GIVEN RECORDS:
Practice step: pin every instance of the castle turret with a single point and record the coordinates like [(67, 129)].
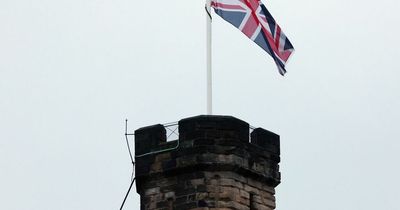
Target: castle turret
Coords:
[(217, 163)]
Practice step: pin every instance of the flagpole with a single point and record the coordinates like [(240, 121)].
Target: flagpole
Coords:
[(208, 48)]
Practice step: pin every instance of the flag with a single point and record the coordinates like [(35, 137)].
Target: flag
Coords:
[(253, 19)]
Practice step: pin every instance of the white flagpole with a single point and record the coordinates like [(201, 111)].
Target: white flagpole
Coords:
[(209, 72)]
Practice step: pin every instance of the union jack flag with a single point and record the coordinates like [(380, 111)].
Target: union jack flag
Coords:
[(254, 20)]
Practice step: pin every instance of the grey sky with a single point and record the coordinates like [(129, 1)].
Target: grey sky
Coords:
[(72, 71)]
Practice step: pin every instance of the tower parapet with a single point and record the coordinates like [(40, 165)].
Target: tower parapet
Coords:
[(215, 164)]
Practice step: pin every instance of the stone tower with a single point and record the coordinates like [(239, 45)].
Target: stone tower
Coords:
[(216, 164)]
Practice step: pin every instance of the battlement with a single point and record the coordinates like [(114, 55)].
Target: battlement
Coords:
[(208, 147)]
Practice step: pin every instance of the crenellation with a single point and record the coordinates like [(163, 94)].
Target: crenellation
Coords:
[(215, 167)]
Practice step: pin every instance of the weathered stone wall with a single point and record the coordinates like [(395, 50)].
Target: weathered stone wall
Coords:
[(212, 166)]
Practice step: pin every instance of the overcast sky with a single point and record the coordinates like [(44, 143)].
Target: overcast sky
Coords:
[(71, 71)]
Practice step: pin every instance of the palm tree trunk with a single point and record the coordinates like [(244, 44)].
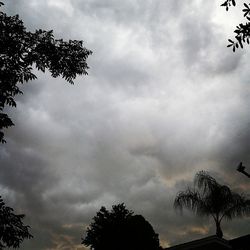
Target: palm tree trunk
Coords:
[(219, 232)]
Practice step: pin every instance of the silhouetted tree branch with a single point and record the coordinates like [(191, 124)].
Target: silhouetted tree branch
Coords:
[(20, 50), (120, 229), (242, 31), (12, 229)]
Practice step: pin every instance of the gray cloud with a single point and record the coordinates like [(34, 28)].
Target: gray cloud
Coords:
[(164, 98)]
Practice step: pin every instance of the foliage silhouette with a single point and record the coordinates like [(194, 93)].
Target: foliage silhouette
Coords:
[(12, 229), (242, 31), (209, 198), (120, 229), (20, 50)]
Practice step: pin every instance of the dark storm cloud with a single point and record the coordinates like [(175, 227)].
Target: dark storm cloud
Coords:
[(164, 99)]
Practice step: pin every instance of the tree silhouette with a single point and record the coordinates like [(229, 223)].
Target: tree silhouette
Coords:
[(12, 229), (209, 198), (120, 229), (20, 50), (242, 31)]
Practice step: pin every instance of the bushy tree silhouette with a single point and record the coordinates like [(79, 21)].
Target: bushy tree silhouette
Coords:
[(20, 50), (242, 31), (209, 198), (12, 229), (120, 229)]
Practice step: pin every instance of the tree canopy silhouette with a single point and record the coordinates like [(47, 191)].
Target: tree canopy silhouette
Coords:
[(242, 31), (120, 229), (209, 198), (20, 50), (12, 229)]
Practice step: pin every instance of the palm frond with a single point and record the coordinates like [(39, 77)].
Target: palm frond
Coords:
[(204, 182), (191, 200)]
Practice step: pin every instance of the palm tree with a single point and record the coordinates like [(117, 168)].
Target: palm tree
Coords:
[(209, 198)]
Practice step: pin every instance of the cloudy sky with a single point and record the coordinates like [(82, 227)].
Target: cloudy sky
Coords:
[(164, 98)]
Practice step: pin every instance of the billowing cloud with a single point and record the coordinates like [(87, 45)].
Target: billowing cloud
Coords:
[(164, 98)]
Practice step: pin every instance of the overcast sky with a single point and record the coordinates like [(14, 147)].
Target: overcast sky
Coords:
[(164, 98)]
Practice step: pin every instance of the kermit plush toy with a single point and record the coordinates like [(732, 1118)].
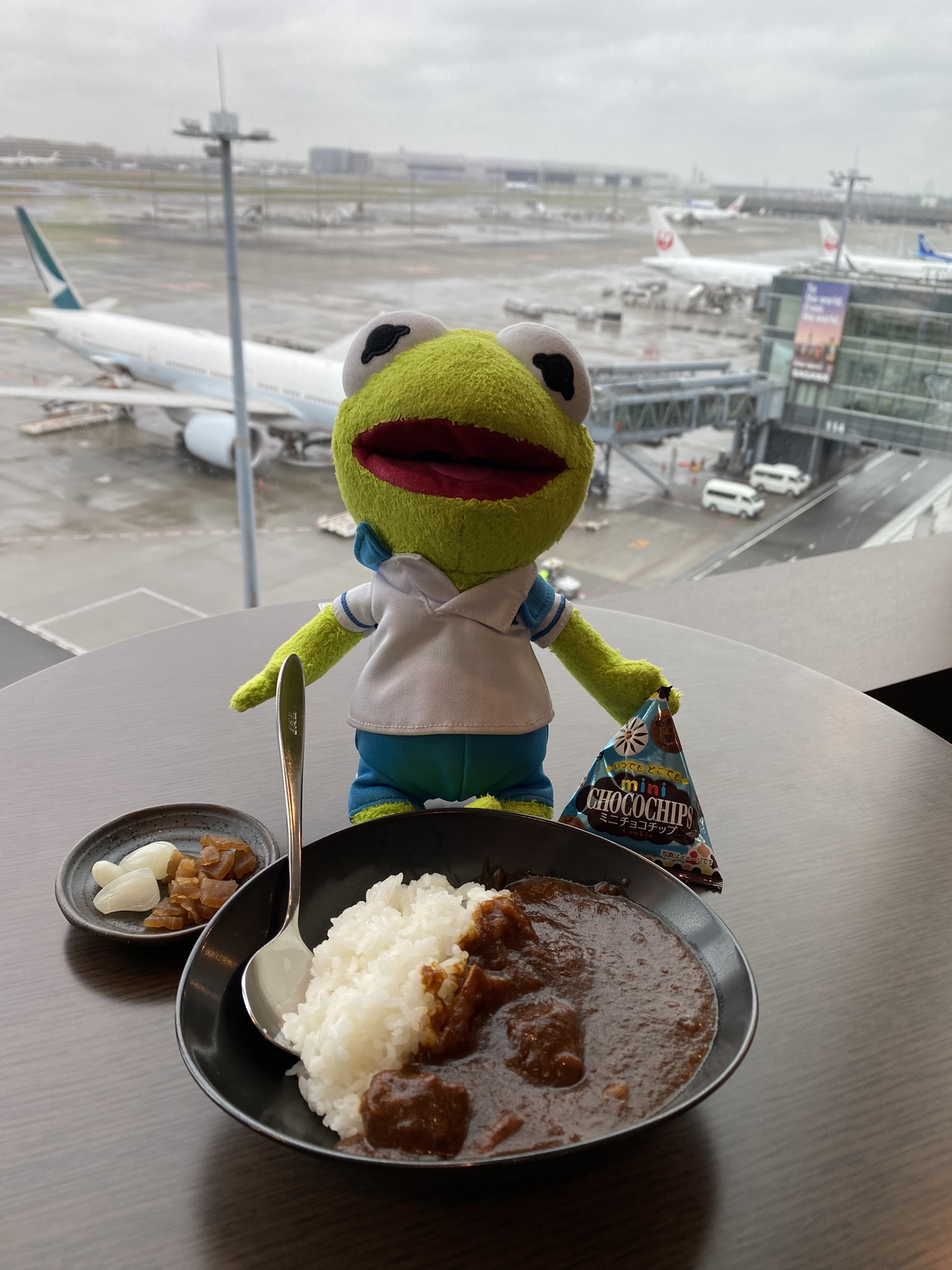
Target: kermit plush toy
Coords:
[(464, 456)]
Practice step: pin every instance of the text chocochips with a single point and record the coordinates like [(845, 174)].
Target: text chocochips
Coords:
[(640, 791)]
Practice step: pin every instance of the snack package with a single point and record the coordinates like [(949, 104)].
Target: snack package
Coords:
[(639, 791)]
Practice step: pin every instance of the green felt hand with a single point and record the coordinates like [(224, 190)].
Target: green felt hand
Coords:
[(620, 686), (320, 646)]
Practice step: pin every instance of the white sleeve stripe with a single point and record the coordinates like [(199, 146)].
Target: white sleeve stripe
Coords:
[(347, 619)]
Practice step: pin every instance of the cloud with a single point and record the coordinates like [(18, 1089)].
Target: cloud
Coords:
[(743, 89)]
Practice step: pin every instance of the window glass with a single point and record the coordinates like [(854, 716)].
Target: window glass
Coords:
[(781, 357)]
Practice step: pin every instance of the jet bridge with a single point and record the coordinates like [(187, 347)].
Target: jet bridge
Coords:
[(648, 402)]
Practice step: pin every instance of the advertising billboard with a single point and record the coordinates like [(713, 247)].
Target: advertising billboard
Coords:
[(823, 311)]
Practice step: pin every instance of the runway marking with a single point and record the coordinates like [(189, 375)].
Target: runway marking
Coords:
[(123, 595), (148, 534), (880, 459), (767, 533)]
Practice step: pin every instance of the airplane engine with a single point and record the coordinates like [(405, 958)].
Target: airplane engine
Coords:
[(211, 437)]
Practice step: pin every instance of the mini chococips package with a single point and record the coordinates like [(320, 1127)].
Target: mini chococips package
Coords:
[(639, 791)]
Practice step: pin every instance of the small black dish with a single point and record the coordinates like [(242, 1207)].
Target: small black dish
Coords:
[(182, 824), (247, 1076)]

WHAT TO DO: Lines of the material above that contain the string "parapet" must be counted; respond with the total alone.

TASK RESPONSE: 2